What the task asks:
Lines of the data that contain the word "below" are the ones to copy.

_ _ _ _

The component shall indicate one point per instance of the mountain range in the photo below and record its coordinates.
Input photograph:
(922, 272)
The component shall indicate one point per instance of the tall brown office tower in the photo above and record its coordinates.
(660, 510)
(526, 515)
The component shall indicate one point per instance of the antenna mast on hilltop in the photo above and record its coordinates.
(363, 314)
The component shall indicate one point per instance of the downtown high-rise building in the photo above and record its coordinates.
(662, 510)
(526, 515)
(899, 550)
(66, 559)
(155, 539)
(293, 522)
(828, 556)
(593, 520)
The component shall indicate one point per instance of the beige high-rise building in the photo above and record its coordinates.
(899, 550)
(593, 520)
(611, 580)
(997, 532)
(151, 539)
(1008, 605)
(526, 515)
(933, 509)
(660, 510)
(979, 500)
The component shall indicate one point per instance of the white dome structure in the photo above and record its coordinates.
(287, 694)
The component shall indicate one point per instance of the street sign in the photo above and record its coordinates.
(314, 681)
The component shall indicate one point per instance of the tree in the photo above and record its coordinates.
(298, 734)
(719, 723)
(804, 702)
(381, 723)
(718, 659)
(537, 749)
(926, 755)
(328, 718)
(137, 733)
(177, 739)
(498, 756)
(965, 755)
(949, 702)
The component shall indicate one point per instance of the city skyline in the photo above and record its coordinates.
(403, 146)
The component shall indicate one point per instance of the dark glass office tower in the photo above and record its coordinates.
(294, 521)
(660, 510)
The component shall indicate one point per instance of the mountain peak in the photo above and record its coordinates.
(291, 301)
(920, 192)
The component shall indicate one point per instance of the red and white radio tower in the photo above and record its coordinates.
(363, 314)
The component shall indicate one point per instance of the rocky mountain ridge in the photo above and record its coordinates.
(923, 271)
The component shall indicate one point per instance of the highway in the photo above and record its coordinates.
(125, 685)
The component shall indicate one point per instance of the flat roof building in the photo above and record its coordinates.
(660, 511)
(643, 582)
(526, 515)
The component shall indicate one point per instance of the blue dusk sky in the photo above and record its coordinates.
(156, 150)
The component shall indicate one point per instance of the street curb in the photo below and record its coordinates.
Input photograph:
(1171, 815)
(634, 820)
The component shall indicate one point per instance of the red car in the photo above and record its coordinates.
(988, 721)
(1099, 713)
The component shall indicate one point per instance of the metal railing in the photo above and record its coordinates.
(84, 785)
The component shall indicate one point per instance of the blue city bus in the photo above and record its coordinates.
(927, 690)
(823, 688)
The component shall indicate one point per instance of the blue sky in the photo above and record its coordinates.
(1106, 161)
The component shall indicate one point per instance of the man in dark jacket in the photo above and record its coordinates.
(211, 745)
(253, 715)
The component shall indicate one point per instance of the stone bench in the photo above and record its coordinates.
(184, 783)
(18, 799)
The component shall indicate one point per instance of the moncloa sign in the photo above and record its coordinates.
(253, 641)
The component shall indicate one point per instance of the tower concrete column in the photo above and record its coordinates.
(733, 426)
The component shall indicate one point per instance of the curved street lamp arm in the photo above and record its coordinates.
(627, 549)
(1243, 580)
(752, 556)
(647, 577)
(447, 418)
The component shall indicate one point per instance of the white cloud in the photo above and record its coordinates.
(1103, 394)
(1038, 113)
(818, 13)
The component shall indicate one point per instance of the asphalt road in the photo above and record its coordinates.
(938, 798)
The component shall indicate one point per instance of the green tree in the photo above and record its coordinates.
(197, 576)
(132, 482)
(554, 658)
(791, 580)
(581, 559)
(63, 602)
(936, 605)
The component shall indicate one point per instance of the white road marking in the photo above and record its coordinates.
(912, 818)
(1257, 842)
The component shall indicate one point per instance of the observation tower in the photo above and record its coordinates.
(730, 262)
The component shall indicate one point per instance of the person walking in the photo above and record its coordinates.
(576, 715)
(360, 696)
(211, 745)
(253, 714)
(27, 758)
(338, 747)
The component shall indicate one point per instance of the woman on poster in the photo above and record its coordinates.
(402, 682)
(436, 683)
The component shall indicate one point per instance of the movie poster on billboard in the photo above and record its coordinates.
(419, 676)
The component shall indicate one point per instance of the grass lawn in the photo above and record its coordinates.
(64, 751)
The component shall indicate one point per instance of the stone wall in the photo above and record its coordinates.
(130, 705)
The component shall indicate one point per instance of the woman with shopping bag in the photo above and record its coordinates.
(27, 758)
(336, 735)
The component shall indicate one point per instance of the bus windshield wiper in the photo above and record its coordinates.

_ _ _ _

Exercise output:
The component shall indicate one point per instance of the mountain range in the photo below and record its coordinates.
The component shall indicate one point per instance of the street curb in the photo below and record its coordinates.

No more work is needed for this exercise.